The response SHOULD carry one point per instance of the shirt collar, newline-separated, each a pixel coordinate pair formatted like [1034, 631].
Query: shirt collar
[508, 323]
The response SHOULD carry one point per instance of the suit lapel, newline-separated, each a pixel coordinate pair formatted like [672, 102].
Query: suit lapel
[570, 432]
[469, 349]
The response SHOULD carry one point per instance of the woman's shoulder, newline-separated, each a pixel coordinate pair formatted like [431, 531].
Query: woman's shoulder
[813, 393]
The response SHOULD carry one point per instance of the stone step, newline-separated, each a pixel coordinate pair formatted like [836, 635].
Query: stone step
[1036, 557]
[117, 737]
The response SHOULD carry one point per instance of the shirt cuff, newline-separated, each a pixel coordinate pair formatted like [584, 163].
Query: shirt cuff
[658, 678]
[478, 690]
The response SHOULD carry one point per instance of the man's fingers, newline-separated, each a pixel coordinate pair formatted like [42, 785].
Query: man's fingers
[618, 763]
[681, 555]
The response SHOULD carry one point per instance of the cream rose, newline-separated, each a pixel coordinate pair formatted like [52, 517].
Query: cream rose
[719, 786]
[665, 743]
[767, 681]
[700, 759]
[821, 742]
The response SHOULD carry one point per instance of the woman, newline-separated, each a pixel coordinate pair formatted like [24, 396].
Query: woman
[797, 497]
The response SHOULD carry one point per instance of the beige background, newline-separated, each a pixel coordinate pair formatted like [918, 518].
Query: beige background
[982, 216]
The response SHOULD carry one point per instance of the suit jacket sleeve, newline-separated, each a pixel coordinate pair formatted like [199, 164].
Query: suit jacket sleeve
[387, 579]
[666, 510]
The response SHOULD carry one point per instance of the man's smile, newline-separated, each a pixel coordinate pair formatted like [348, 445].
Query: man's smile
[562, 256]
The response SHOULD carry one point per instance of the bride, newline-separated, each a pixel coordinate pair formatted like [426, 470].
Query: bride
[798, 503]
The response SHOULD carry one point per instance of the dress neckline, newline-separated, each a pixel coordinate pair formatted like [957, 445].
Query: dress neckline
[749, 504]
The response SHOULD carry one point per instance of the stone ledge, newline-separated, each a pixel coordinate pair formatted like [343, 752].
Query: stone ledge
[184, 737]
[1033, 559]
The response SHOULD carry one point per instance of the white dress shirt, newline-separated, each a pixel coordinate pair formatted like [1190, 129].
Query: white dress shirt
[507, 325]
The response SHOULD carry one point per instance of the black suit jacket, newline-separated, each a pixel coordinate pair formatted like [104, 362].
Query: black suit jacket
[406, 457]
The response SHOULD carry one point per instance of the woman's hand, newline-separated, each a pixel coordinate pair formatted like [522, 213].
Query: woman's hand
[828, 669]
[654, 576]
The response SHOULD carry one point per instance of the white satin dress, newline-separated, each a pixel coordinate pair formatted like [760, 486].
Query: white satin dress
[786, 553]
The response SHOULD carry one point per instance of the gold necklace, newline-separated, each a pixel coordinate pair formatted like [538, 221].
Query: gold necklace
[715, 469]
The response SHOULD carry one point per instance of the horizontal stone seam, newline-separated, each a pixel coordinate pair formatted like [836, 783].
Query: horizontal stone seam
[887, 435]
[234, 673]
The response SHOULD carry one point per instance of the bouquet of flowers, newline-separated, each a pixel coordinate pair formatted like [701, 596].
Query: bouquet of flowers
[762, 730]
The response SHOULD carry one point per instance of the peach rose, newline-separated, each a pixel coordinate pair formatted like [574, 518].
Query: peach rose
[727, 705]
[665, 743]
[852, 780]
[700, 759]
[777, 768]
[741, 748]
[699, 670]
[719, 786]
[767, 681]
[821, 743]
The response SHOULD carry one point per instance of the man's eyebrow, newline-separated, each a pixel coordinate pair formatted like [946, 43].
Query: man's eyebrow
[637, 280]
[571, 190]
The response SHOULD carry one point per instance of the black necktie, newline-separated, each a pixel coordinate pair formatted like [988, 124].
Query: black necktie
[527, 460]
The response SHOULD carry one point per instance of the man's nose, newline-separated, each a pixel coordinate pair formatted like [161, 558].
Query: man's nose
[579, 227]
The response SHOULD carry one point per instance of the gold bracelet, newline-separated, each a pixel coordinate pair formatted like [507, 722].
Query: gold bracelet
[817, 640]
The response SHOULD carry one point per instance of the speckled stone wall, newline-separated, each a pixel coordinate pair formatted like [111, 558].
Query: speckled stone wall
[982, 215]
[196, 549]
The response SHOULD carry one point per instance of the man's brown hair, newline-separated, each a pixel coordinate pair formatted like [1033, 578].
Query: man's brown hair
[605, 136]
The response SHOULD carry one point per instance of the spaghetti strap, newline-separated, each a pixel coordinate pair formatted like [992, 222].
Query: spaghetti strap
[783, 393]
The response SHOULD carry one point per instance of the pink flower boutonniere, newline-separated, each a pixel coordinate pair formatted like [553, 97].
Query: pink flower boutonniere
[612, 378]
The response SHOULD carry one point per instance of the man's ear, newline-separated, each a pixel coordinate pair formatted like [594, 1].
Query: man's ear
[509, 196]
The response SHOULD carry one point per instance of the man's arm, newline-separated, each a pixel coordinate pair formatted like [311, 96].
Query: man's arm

====

— Task details —
Please recast all the rows above as a numbered list, leaving out any blank lines.

— Full answer —
1. The response SHOULD carry one point per instance of the shirt collar, newline-separated, each a pixel coordinate pair formatted like [1034, 631].
2. Query: shirt collar
3. [508, 323]
4. The response SHOULD carry one point per instance of the suit lapel, newline-separated, each a pixel coordinate pair formatted like [672, 102].
5. Query: suit lapel
6. [570, 432]
7. [469, 349]
8. The response SHOULD carry one point per instance of the woman's shoulder, newline-separated, each a pixel coordinate pair formatted like [431, 531].
9. Query: woman's shoulder
10. [813, 393]
11. The response SHOULD carry one point per instance of the stone step, newline-separated, each a pixel coordinate pair formatted like [836, 635].
12. Query: stone step
13. [1036, 557]
14. [117, 737]
15. The response SHOULD carry one point per instance of the shirt cuff, newline-separated, each a pixel coordinate pair formatted like [584, 163].
16. Query: shirt cuff
17. [658, 678]
18. [478, 690]
19. The response SHOULD carry one point per instance of the man's fingers, newline-separated, each a pixel coordinate pair formatted like [42, 785].
20. Query: man's fingers
21. [618, 763]
22. [681, 555]
23. The response SHOULD carry one point per instance of the cream rose, newline-separated, each a pixel coordinate pair formatted like [52, 517].
24. Query: cream rose
25. [719, 786]
26. [665, 743]
27. [767, 681]
28. [700, 759]
29. [821, 742]
30. The response SHOULD carry one point per instance of the woman, newline-separated, each a pixel coordinate pair formatted like [24, 396].
31. Query: woman
32. [797, 497]
33. The response SHOULD carry one point per instance of the beige background, newline-separated, each a pixel coordinate pair formatted like [918, 518].
34. Query: beige background
35. [982, 216]
36. The response SHOULD carry one point per instance of the suit jacket sleeve, newline-separated, each a pixel coordinate pair formatted like [199, 164].
37. Query: suit jacket sleeve
38. [387, 579]
39. [666, 510]
40. The response SHOULD carry one point per instance of the man's smile, newline-separated, each a pixel coordinate pair formatted like [348, 445].
41. Query: man's smile
42. [562, 256]
43. The response SHOULD carry one point per instance of the bride, newline-separated, each a pixel coordinate pair formatted like [426, 470].
44. Query: bride
45. [798, 503]
46. The response SHOULD carry one point per instance of the dress neckline, newline-separated, each a pixel coordinate pair formatted like [957, 445].
47. Query: dress neckline
48. [749, 504]
49. The response SHOULD carry one point per instance of the stone ledge, newline-separated, each a pixel coordinate pair formatted like [343, 752].
50. Query: stone ledge
51. [184, 737]
52. [1033, 559]
53. The response SHOULD carry one point per instance of the white dress shirt, newline-separated, each a pixel coordinate pair formatted like [1190, 129].
54. Query: white dress shirt
55. [507, 325]
56. The response SHOULD carry one point per instance of the black suit jacket, newline-separated, each a pixel coordinate pair formatted like [104, 362].
57. Query: black suit jacket
58. [406, 457]
59. The response SHOULD carry one point per instance of the woman's hand, newline-separated, each a pixel coordinate pair formatted like [522, 213].
60. Query: woman's hand
61. [828, 669]
62. [654, 576]
63. The response SHOULD carry one point per instance of the white satin dress, newline-separated, each a pixel coordinate pair formatted like [760, 486].
64. Query: white satin dress
65. [786, 553]
66. The response SHOULD carry one point per instance of the gold necklace, newline-separated, each a pixel coordinate pair formatted like [538, 221].
67. Query: gold necklace
68. [715, 469]
69. The response SHOULD carry one point per instance of the horizontal stone seam, newline-separated, each a pixel coordinate pair formatted like [836, 783].
70. Query: horizontal stone seam
71. [887, 435]
72. [234, 673]
73. The response SHOULD carry one point per instance of the bouquet of flowers, newline-separated, each a pixel coordinate pair formatted like [701, 596].
74. Query: bouquet of flowers
75. [762, 730]
76. The response SHOULD carry one point per instance of the peach rose, newline-separated, each a pixel coordinate pair formatted like [574, 518].
77. Query: peach rose
78. [727, 705]
79. [665, 743]
80. [852, 780]
81. [700, 759]
82. [777, 768]
83. [741, 748]
84. [699, 670]
85. [719, 786]
86. [767, 681]
87. [821, 743]
88. The response SHOULD carry one point per instance of the man's eyebrow, newline-separated, each a pixel coordinate pair formatted like [946, 43].
89. Query: man's eyebrow
90. [637, 280]
91. [571, 190]
92. The response SHOULD carry one point per instance of the black necktie, newline-separated, each a pixel coordinate pair formatted like [988, 124].
93. Query: black necktie
94. [527, 460]
95. The response SHOULD carry one point per instance of the man's nose, newline-separated, each a pixel coordinate pair formatted like [161, 558].
96. Query: man's nose
97. [579, 227]
98. The response SHOULD carry one point per instance of the gold bracelet, newline-separated, each a pixel coordinate pair formatted like [507, 722].
99. Query: gold bracelet
100. [817, 640]
101. The response SHOULD carry one point per instance of the speckled stone wall, newline-separated, each a pixel coordinate pair formatted like [111, 558].
102. Query: speckled stone wall
103. [982, 215]
104. [196, 549]
105. The response SHOULD carry one point per instance of the man's brown hair, newline-separated, each a pixel coordinate pair formatted like [1033, 578].
106. Query: man's brown hair
107. [605, 136]
108. The response SHOULD carry one point per instance of the spaghetti strap, newline-separated, each a pixel coordinate pair formatted like [992, 222].
109. Query: spaghetti strap
110. [783, 393]
111. The response SHOULD carry one point per instance of the pink flower boutonniere, newline-separated, each a pixel coordinate pair formatted like [553, 97].
112. Query: pink flower boutonniere
113. [612, 378]
114. The response SHOULD carry one point per instance of the man's ear, newline-separated, each a pixel coordinate pair formatted like [594, 1].
115. Query: man's ear
116. [509, 196]
117. The response SHOULD carry one point per instance of the man's arm, newline-separated, each a pixel coordinate pair formatted like [311, 96].
118. Query: man's arm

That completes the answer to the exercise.